Randolph v. Randolph

Decision Date25 March 1941
Citation146 Fla. 491,1 So.2d 480
PartiesRANDOLPH v. RANDOLPH.
CourtFlorida Supreme Court

Rehearing Denied April 25, 1941.

Appeal from Circuit Court, Dade County; Paul D. Barns Judge.

Abraham J Kaplan and William J. Pruitt, both of Miami, for appellant.

David B Newsom, of Miami, for appellee.

TERRELL, Justice.

The appellee filed his bill for divorce predicated on extreme cruelty and frequent indulgence in a violent and ungovernable temper. He prayed for the custody of two minor children, aged five and two. Appellee answered the bill of complaint where she denied all its material allegations and charged appellee with cruelty and habitual indulgence in a violent and ungovernable temper. She prayed for the custody of the two minor children alimony, suit money, and attorneys' fees.

On final hearing the Chancellor found that both parties proved their case and entered a decree divorcing each from the other. Like Solomon when called on to adjudicate the claim of the two harlots to the child (I Kings 3), he divided the children equally awarding the older to the father and the younger to the mother, with liberal provision for visitation both ways. He also awarded appellant attorneys' fees and ten dollars per week for support of the younger child, but no award of alimony was made. We are confronted with an appeal and a cross appeal to review this judgment.

→ EXTRACTED RECORDS:
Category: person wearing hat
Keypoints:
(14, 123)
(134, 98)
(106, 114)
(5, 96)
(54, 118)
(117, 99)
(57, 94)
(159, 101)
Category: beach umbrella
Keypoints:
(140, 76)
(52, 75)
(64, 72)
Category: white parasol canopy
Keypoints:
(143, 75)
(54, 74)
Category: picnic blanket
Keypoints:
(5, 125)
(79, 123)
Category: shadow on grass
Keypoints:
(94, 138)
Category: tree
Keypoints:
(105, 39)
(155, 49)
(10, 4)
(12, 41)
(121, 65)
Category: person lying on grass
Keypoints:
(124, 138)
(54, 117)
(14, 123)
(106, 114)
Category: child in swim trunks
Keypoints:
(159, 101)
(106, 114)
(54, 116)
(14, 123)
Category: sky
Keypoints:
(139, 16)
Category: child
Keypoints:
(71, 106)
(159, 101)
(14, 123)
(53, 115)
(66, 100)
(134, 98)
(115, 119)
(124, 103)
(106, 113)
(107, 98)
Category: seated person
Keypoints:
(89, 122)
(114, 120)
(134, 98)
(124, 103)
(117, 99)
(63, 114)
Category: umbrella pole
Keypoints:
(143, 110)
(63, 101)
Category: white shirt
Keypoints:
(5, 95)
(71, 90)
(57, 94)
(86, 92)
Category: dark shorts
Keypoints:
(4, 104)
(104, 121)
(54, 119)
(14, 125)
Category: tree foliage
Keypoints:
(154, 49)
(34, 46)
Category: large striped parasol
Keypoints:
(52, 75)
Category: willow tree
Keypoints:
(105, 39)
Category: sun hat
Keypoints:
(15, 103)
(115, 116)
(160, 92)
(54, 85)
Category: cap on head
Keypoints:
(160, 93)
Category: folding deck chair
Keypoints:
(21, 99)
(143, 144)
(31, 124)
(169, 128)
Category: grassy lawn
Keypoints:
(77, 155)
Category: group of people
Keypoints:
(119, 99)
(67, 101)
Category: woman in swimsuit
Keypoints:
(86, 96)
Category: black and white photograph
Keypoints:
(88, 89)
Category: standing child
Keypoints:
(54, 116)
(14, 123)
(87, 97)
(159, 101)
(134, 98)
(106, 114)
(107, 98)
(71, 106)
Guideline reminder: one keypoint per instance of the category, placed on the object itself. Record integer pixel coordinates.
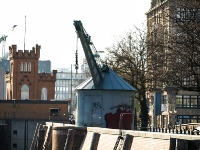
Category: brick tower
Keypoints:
(24, 82)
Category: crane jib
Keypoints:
(89, 54)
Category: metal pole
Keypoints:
(71, 92)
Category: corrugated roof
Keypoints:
(110, 81)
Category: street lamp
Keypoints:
(63, 119)
(52, 119)
(177, 119)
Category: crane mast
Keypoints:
(90, 56)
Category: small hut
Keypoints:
(101, 105)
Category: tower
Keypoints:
(24, 81)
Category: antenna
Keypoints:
(76, 56)
(25, 32)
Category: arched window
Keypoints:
(25, 92)
(21, 66)
(25, 66)
(29, 67)
(44, 94)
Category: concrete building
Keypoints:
(176, 104)
(24, 81)
(66, 82)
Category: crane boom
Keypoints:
(86, 43)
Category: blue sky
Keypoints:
(49, 23)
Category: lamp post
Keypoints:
(63, 119)
(52, 119)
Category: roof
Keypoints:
(110, 81)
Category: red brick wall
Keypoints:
(32, 110)
(16, 79)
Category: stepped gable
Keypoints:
(24, 54)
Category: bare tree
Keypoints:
(128, 58)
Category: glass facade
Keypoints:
(66, 83)
(187, 101)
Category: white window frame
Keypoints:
(21, 66)
(29, 66)
(25, 66)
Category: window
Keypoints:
(44, 94)
(15, 132)
(21, 66)
(164, 99)
(189, 119)
(187, 101)
(53, 111)
(193, 101)
(25, 66)
(25, 92)
(14, 145)
(29, 67)
(178, 101)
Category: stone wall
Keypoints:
(106, 139)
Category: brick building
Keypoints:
(24, 81)
(178, 91)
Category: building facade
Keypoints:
(172, 35)
(66, 82)
(24, 81)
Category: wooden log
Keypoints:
(128, 142)
(172, 145)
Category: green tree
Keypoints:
(128, 58)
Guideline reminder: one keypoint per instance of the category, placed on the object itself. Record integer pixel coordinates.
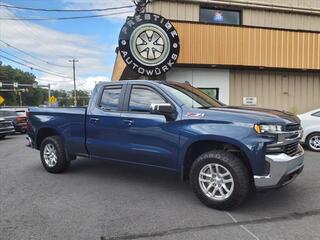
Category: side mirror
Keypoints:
(165, 109)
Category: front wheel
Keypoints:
(53, 156)
(313, 142)
(220, 179)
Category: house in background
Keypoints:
(263, 53)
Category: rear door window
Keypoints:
(142, 97)
(111, 98)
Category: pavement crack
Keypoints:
(289, 217)
(243, 227)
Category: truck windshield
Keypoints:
(191, 96)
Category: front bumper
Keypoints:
(283, 170)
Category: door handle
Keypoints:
(128, 121)
(94, 120)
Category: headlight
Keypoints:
(263, 128)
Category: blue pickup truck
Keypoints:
(223, 151)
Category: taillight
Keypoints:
(28, 120)
(20, 119)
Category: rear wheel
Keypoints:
(313, 142)
(220, 179)
(53, 156)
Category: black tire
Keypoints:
(308, 141)
(237, 169)
(62, 162)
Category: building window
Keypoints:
(220, 16)
(212, 92)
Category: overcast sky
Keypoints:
(91, 41)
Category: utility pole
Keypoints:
(49, 94)
(74, 81)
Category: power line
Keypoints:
(22, 64)
(67, 10)
(26, 61)
(30, 55)
(64, 18)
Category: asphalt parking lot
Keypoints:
(100, 200)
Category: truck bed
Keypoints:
(69, 122)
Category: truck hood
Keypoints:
(249, 115)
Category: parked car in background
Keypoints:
(6, 128)
(18, 119)
(310, 122)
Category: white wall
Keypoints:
(204, 78)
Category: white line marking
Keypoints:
(243, 227)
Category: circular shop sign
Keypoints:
(149, 44)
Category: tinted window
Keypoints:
(110, 98)
(317, 114)
(7, 114)
(141, 99)
(190, 96)
(219, 16)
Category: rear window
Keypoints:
(110, 98)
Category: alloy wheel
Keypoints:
(314, 142)
(216, 181)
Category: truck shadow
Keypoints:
(259, 204)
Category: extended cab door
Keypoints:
(151, 139)
(104, 140)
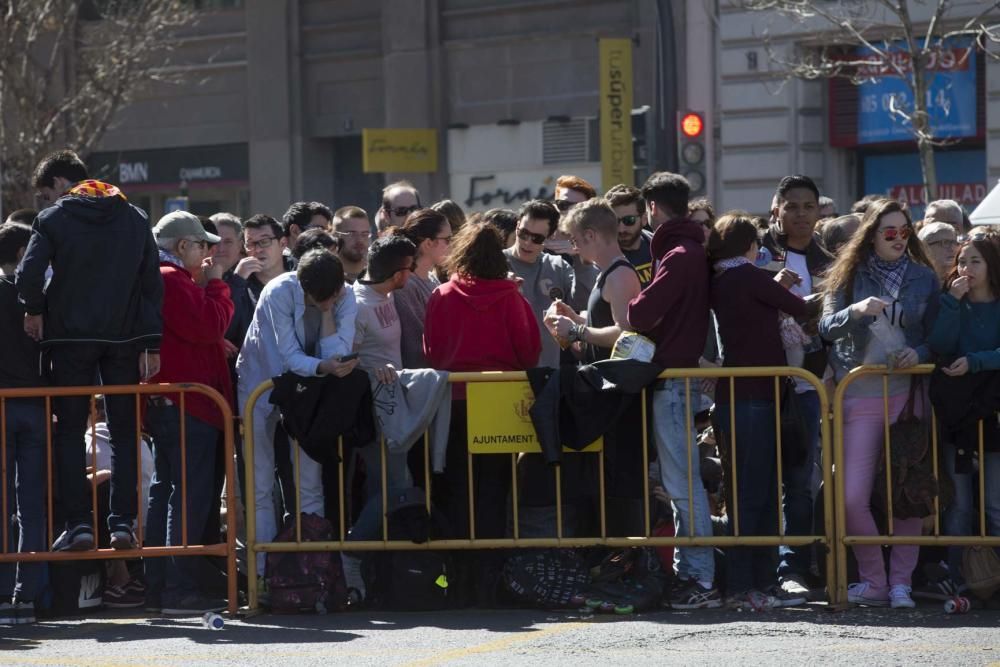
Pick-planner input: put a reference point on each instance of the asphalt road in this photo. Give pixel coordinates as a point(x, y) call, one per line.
point(812, 635)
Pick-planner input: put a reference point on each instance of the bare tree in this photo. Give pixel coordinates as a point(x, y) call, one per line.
point(861, 39)
point(67, 67)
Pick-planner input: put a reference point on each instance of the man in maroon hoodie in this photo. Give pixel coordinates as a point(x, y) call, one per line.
point(673, 312)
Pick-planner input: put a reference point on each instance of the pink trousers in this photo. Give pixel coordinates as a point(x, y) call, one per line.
point(864, 440)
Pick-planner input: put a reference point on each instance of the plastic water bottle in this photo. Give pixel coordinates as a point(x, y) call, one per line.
point(213, 621)
point(957, 605)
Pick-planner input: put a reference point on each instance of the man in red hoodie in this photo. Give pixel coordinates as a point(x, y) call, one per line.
point(673, 312)
point(195, 320)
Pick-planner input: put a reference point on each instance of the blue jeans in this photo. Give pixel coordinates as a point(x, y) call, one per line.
point(797, 502)
point(959, 515)
point(756, 492)
point(25, 433)
point(670, 420)
point(176, 576)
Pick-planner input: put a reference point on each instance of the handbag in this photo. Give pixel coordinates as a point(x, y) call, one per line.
point(795, 436)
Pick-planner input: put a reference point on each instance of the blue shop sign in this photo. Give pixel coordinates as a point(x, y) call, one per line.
point(951, 96)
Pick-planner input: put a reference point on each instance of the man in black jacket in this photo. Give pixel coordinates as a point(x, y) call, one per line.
point(99, 316)
point(792, 245)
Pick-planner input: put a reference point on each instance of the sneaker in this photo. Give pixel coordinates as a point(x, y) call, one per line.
point(783, 598)
point(193, 605)
point(17, 613)
point(862, 594)
point(795, 585)
point(695, 596)
point(78, 538)
point(123, 538)
point(899, 597)
point(124, 597)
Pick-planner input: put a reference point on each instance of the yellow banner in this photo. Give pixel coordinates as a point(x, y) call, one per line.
point(616, 112)
point(402, 151)
point(499, 422)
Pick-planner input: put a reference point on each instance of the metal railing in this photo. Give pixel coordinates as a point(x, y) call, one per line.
point(225, 550)
point(603, 539)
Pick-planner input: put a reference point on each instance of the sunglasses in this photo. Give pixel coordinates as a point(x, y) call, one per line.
point(402, 211)
point(525, 235)
point(892, 233)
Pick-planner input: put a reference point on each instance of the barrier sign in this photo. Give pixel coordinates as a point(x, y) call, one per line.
point(400, 151)
point(499, 422)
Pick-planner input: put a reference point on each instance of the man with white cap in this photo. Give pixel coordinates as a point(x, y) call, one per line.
point(195, 320)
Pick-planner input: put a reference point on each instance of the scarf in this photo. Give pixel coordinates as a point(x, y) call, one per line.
point(890, 274)
point(725, 264)
point(94, 188)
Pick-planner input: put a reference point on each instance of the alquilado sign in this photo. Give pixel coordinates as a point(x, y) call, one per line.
point(499, 421)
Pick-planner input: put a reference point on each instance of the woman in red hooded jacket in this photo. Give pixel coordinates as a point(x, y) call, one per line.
point(478, 321)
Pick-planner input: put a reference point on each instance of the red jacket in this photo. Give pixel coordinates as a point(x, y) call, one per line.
point(194, 323)
point(480, 325)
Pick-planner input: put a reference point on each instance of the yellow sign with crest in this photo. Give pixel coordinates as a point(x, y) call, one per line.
point(499, 421)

→ EXERCISES:
1 > Answer these questions about the Randolph v. Randolph opinion:
(a) From which county's circuit court was the appeal taken?
(b) Who appeared for the appellee?
(c) What weekly amount was awarded for support of the younger child?
2 > Please update the Randolph v. Randolph opinion from "Rehearing Denied April" through "Miami, for appellant.", writing that section out again with "Circuit Court" changed to "County Court".
3 > For each statement, say whether the Randolph v. Randolph opinion supports it, and quote the words that decide it.
(a) The Chancellor awarded alimony to the appellant.
(b) The older child was awarded to the father.
(c) Rehearing was denied on April 25, 1941.

→ PER-TASK ANSWERS:
1 >
(a) Dade County
(b) David B. Newsom, of Miami
(c) Ten dollars per week

2 >
Rehearing Denied April 25, 1941.

Appeal from County Court, Dade County; Paul D. Barns Judge.

Abraham J Kaplan and William J. Pruitt, both of Miami, for appellant.

3 >
(a) No: "but no award of alimony was made"
(b) Yes: "awarding the older to the father and the younger to the mother"
(c) Yes: "Rehearing Denied April 25, 1941."